(INSTRUCTION) Copy each of the following entries word for word.

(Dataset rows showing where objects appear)

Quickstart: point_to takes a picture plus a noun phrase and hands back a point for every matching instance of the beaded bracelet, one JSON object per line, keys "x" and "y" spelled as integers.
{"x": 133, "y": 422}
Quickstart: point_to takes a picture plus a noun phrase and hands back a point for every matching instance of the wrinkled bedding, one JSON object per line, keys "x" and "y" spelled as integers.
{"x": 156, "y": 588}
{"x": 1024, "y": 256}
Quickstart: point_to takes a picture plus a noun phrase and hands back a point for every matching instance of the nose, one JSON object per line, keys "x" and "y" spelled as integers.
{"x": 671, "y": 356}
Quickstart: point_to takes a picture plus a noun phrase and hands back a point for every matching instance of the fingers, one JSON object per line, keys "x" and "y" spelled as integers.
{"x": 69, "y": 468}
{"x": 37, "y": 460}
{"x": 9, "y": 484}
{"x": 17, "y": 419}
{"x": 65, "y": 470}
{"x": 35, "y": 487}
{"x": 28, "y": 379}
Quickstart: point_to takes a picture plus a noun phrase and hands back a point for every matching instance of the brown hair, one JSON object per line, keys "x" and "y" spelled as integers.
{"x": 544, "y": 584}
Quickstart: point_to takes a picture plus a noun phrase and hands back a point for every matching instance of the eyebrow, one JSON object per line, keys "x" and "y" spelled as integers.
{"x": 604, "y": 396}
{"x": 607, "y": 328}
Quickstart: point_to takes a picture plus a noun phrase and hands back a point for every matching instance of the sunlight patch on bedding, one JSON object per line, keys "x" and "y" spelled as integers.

(RESULT OF THIS TASK)
Quickstart: point_to takes a picture plus a noun phrase and hands back a point for every matching instance of the beaded bracelet, one JSON object per line, keys "x" and "y" spelled as integers.
{"x": 133, "y": 422}
Quickstart: point_to takes a picture plus a noun phrase and hands back a point for every matching instance of the wrinkled bedding, one JSON object per line, keys "x" and "y" spelled as integers.
{"x": 156, "y": 588}
{"x": 1024, "y": 256}
Quickstart: point_to takes a picture plus a noun phrase and hands back a point for every matching instance of the nose, one JSON object per line, keys "x" and "y" spelled as integers.
{"x": 671, "y": 356}
Quickstart: point_to takes a picture plus a noun phrase and hands back a point for every matching instance of the fingers, one JSON object per line, keys "x" and "y" spelled as integers.
{"x": 69, "y": 468}
{"x": 37, "y": 460}
{"x": 9, "y": 484}
{"x": 17, "y": 419}
{"x": 65, "y": 470}
{"x": 35, "y": 487}
{"x": 28, "y": 379}
Quickstart: point_to takes a picture plus a noun phrase and hands back a point for every matching instance of the brown hair, one JSON object per line, keys "x" and "y" spelled as integers.
{"x": 544, "y": 584}
Quickstart: point_to takes a picture plus a noun phrase and hands back a point for every matching instance of the eyebrow, one JSON object per line, keys "x" and "y" spelled as integers.
{"x": 604, "y": 396}
{"x": 607, "y": 328}
Quickstart: point_to takes a picture plus a noun phrase and hands back a point for every matching instance of the sunlight patch on bedding, one JSON object per line, keys "x" and "y" spelled as integers.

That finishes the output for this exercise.